=== Seçilen Bölüm ===
Avrupa’daki 3 bin Türk’ü esaretten kurtaran adam
2. Dünya Savaşı’nın ardından Avrupa’daki kamplarda savaş mağduru olan Türklerin kurtulması için canla başla mücadele eden, Osmanlı’dan Cumhuriyet’e basın tarihimizde önemli ve öncü roller üstelenen bir isim Ziyad Ebüzziya. Peki, bu mücadele nasıl gerçekleşti? Ziyad Ebüzziya, Türkleri nasıl kurtardı?
“1946 yılında İtalya’da göğsüm su dolu, iki ciğerim verem ve günde 3 saatten fazla gazete okumam yasak olduğu hâlde gittim. Tam istirahat etmem istenirken bir üstü açık jeep ile 15 gün kamp kamp dolaşıp Türkleri toplayıp Türkiye’ye göndermeye çalışıyordum.”
Bu cümleler, II. Dünya Savaşı’nın ardından Avrupa’daki kamplarda savaş mağduru olan Türklerin kurtulması için canla başla mücadele eden Osmanlı’dan Cumhuriyet’e basın tarihimizde önemli ve öncü roller üstelenen bir ailenin temsilcisine ait…
“İyi ama Türkiye bu savaşa katılmadı ki” dediğinizi duyar gibiyim. Evet, Türkiye katılmadı ama Türkiye Cumhuriyeti dışında yaşayan dünyanın dört bir yanındaki Türkler bu savaştan yoğun şekilde etkilendi. Nasıl mı?
23 Temmuz 1941’de Almanya yaptığı anlaşmayı bozarak Sovyetler Birliği’ne saldırdı. Nazi Almanya’sına karşı Sovyetler Birliği sınırları içinde bulunan Azerbaycan Türklerinden Kazaklara, Kırgızlardan Özbeklere, Türkmenlerden Ahıska Türklerine, Karaçay-Balkarlardan Kazan ve Kırım Tatarlarına, Başkurtlardan Çuvaşlara, Sibirya Türklerinden Gagavuzlara Türkler ön safta savaştılar.
===
Görevleriniz:
**a.** Ziyad Ebüzziya hakkındaki metinde "Avrupa’daki 3 bin" ifadesinden "Türkleri nasıl kurtardı?" ifadesine kadar uzanan her şeyi hiçbir değişiklik yapmadan çoğaltın.
**b.** Ziyad Ebüzziya hakkındaki metne göre, 1946'da İtalya'da Türkleri toplamak için hangi araçla ve kaç gün boyunca kamp kamp dolaşılmıştır?
=== Çıkarılan Veriler ===
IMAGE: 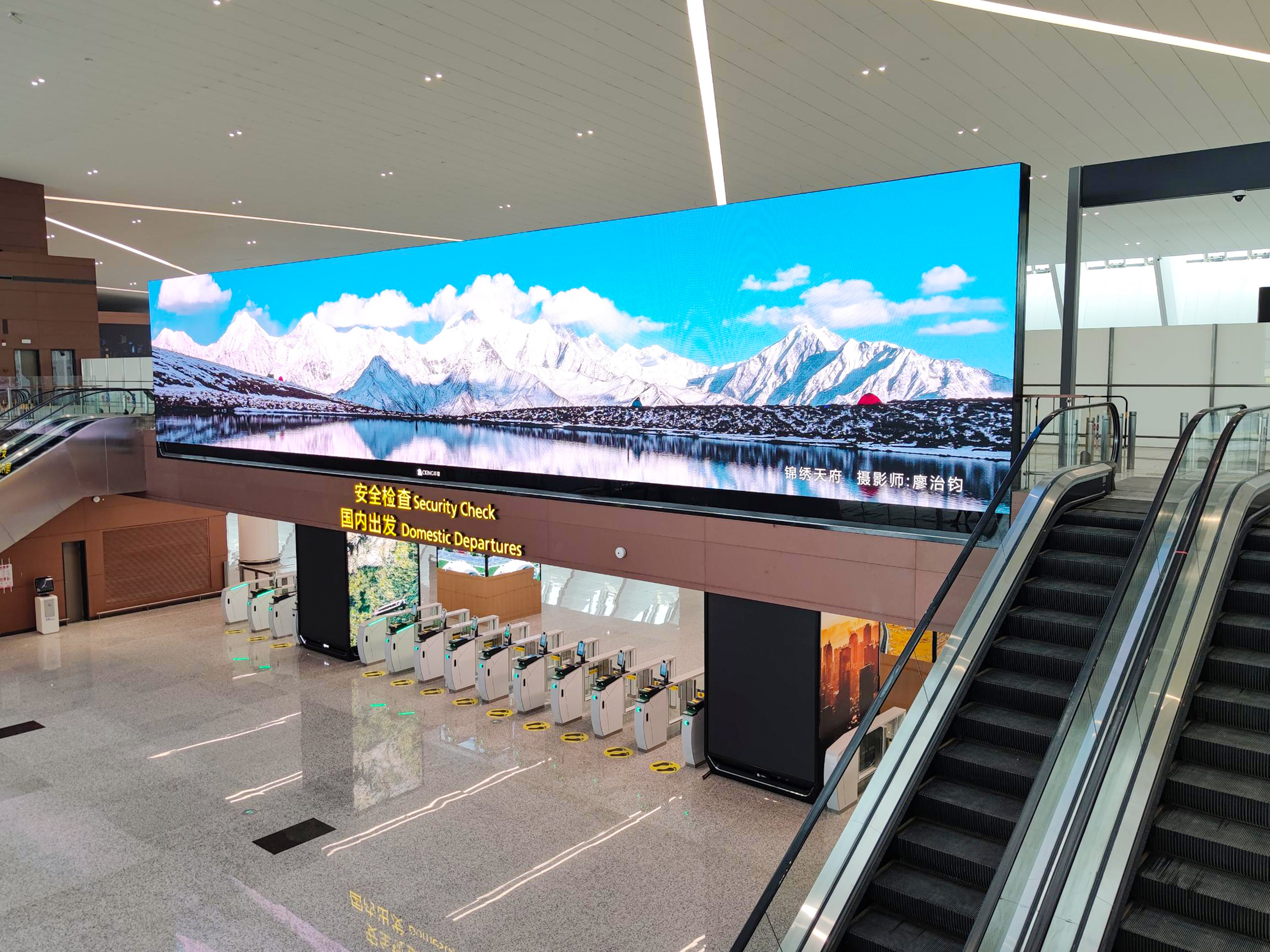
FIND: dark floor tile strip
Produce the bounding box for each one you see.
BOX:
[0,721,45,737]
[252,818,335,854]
===
=== Çıkarılan Veriler ===
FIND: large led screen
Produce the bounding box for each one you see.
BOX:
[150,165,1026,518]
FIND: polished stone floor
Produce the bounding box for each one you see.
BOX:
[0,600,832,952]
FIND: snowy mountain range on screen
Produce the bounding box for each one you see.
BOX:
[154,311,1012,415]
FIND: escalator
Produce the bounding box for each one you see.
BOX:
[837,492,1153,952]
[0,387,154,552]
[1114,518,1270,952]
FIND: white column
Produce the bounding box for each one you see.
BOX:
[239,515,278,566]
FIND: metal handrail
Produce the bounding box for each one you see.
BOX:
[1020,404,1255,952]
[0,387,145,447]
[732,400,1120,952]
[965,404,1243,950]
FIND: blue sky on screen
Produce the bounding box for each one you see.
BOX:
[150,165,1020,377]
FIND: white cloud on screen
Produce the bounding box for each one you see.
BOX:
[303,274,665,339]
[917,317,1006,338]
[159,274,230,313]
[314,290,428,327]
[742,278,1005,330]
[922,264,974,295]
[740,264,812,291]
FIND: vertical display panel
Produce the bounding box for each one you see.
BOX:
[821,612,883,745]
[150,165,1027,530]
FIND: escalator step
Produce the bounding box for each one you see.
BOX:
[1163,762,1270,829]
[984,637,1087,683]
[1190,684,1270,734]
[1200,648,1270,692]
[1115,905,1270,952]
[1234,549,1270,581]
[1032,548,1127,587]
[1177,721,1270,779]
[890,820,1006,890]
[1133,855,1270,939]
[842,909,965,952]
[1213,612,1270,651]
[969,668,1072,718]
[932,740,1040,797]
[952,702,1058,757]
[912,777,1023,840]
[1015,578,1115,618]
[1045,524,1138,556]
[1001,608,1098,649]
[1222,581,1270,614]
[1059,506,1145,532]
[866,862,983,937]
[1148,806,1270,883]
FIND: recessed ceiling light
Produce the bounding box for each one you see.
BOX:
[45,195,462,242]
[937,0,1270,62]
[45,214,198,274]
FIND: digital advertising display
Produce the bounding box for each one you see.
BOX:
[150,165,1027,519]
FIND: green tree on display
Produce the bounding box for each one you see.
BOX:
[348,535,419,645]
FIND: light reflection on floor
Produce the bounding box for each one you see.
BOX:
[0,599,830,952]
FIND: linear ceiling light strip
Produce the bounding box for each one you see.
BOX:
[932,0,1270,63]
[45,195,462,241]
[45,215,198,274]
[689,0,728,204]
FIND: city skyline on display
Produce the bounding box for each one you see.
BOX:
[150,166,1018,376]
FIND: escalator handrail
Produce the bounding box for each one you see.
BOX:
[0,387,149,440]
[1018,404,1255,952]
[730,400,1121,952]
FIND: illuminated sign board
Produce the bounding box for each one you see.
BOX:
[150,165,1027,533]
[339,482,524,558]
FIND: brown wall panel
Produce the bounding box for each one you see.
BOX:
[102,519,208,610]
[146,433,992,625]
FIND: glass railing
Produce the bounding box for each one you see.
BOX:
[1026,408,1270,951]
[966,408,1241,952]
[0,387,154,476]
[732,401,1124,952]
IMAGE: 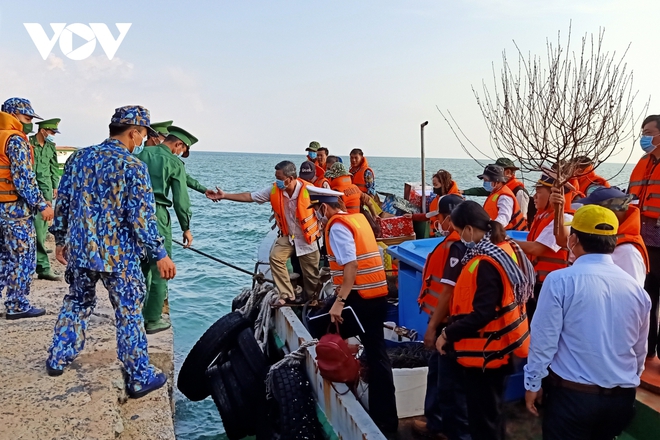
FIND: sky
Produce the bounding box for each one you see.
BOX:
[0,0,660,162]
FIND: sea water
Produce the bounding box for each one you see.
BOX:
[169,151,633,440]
===
Görev Yanıtları:
**a.**
Avrupa’daki 3 bin Türk’ü esaretten kurtaran adam
2. Dünya Savaşı’nın ardından Avrupa’daki kamplarda savaş mağduru olan Türklerin kurtulması için canla başla mücadele eden, Osmanlı’dan Cumhuriyet’e basın tarihimizde önemli ve öncü roller üstelenen bir isim Ziyad Ebüzziya. Peki, bu mücadele nasıl gerçekleşti? Ziyad Ebüzziya, Türkleri nasıl kurtardı?

**b.** Üstü açık bir jeep ile 15 gün boyunca dolaşılmıştır.